The second main reason is that by co-opting economic elites into the CCP, the party can “pre-empt efforts by these new elites either to form their own groups in opposition to the Party or to align with other regime opponents”. The CCP were concerned that if the economic elites continued to be excluded from the CCP, they might organise against the party, with their growing economic power and resources translating into significant political clout.

Shabrina and Winarsih (2016) argue a third reason for the CCP’s adoption of the co-optation mechanism – the CCP’s desire for party leadership and membership to represent the large majority of Chinese people. As China’s middle class began to grow exponentially at the start of the 21st century, the CCP determined it was important not to exclude or marginalise this growing social class from CCP activities and instead decided to involve economic elites in various political processes. The CCP’s desire to represent the interests of the majority of Chinese people (or at least to be seen to do this) is shown through Jiang Zemin’s “Three Represents'' slogan; a redefinition of the CCP’s relationship with Chinese society in which the Party claims to represent not only the proletariat, but also society’s “advanced productive forces”, which is referring to “the growing urban middle class of businesspeople, professionals, and high-tech specialists”.

Problems with the Mechanism 
The introduction of the co-optation mechanism to the CCP has created division within the party over whether this represented a break away from the party's ideology. Opponents of co-optation have argued that the inclusion of entrepreneurs within the party represents the interests of private capital triumphing over those of the working class, otherwise known as the proletariat. By allowing those who exploit the proletariat to enter the Party, the CCP is breaking from its traditions in favour of private enterprises and wealth accumulation.  The critics of the co-optation mechanism tended to be the more orthodox Marxist members of the CCP. Their vocal and public criticism of Zemin’s support for co-optation resulted in his banning of Marxist newspapers within the PRC. These critics believed that not only was co-optation at odds with the ideology of the CCP but that it would begin to transform Chinese Society away from its traditional values and could result in the eventual collapse of the regime. This belief that co-optation would ultimately result in the destruction of the party is closely tied to the modernisation theory, which states that as a nation develops, it will tend towards democratisation. While this has not yet occurred in China, the issue of co-optation remains contentious within the CCP and ultimately in 2021, Xi Jinping vowed to curb the excessive wealth of these entrepreneurs as a response to growing discontent within the party regarding these economic elites.
+ + + + +
• _PROBLEMS TO SOLVE_:
1 > From the passage on CCP co-optation, extract the text starting with "The second main" and going on through "significant political clout.".
2 > Translate this sentence from the passage on CCP co-optation into Spanish: "The critics of the co-optation mechanism tended to be the more orthodox Marxist members of the CCP."
3 > According to the passage on CCP co-optation, what did Xi Jinping vow to do in 2021?

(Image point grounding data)
+ + + + +
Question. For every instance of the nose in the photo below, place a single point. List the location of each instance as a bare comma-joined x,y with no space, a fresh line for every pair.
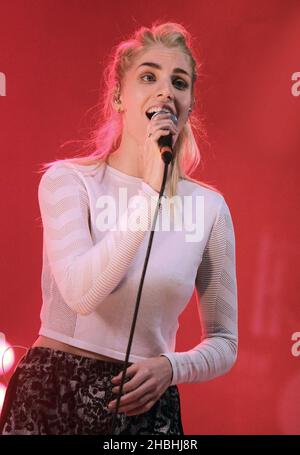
166,90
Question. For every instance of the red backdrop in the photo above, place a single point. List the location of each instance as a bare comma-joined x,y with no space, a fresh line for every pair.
52,55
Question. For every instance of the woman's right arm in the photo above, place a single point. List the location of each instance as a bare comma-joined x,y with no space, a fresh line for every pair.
86,273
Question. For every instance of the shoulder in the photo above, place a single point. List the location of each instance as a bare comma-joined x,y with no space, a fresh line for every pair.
68,171
212,197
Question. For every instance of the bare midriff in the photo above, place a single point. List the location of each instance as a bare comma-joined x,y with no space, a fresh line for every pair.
46,342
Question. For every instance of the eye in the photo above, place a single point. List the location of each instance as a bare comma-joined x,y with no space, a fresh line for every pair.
182,83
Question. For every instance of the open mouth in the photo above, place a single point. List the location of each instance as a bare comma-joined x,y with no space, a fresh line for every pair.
150,114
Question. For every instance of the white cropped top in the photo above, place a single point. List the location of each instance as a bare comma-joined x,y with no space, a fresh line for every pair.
96,227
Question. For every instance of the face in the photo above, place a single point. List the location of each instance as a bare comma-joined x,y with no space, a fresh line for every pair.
144,86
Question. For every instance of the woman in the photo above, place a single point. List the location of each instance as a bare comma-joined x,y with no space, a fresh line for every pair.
67,381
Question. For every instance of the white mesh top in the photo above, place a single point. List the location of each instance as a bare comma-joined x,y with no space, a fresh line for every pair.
93,257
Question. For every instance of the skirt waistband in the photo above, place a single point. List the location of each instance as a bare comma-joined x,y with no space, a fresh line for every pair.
47,355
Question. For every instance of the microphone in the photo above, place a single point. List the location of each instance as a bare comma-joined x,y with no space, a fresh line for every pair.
165,142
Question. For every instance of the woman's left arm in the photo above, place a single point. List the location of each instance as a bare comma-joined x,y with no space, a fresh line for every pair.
216,286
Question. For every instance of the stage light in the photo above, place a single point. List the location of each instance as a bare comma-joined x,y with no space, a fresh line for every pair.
7,356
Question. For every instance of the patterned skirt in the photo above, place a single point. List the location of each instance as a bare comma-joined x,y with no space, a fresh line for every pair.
56,392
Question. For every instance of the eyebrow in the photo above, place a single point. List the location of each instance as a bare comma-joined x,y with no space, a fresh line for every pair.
157,66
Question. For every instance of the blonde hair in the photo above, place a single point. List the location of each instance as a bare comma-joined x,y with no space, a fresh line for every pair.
106,136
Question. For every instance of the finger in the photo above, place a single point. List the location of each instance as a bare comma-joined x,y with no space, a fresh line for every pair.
140,409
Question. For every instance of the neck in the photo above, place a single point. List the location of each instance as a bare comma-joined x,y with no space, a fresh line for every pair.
128,157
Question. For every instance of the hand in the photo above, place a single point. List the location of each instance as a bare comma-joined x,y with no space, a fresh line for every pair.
150,378
153,165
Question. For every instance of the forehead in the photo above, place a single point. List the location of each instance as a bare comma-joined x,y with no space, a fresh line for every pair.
165,57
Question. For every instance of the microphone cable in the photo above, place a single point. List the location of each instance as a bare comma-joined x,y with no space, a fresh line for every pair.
167,158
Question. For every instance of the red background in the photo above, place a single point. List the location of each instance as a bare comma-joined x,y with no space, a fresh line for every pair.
52,53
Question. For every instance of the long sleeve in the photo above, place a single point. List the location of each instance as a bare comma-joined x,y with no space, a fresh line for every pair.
86,273
217,288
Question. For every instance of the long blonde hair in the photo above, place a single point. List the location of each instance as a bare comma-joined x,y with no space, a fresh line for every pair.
106,136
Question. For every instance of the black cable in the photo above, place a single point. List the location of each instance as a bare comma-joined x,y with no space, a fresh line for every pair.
167,159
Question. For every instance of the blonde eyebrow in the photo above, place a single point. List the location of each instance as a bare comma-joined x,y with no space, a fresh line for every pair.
157,66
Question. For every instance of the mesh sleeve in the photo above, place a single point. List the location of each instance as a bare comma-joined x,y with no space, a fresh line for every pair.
86,273
217,288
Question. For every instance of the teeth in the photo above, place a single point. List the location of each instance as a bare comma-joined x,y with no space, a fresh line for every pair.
157,109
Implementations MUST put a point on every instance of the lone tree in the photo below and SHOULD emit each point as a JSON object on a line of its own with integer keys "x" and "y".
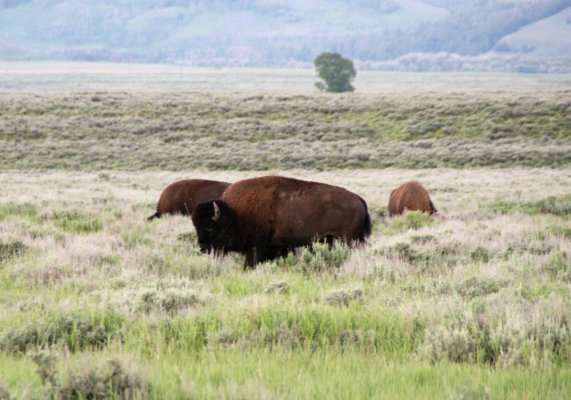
{"x": 337, "y": 72}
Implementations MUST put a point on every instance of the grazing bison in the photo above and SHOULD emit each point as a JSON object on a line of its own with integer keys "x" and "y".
{"x": 181, "y": 197}
{"x": 410, "y": 196}
{"x": 265, "y": 217}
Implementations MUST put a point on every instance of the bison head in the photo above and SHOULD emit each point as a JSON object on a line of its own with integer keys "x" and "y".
{"x": 215, "y": 226}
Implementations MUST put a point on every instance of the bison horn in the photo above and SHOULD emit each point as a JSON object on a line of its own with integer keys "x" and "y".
{"x": 216, "y": 216}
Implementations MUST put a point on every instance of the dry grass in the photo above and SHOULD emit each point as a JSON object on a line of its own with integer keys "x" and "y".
{"x": 178, "y": 131}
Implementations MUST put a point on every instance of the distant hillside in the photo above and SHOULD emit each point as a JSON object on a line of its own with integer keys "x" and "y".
{"x": 279, "y": 32}
{"x": 549, "y": 37}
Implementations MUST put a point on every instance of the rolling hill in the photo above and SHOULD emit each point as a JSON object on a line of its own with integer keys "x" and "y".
+ + + + +
• _ANSWERS GIVEN_:
1 >
The second main reason is that by co-opting economic elites into the CCP, the party can “pre-empt efforts by these new elites either to form their own groups in opposition to the Party or to align with other regime opponents”. The CCP were concerned that if the economic elites continued to be excluded from the CCP, they might organise against the party, with their growing economic power and resources translating into significant political clout.

2 > Los críticos del mecanismo de cooptación solían ser los miembros marxistas más ortodoxos del PCCh.

3 > He vowed to curb the excessive wealth of the entrepreneurs.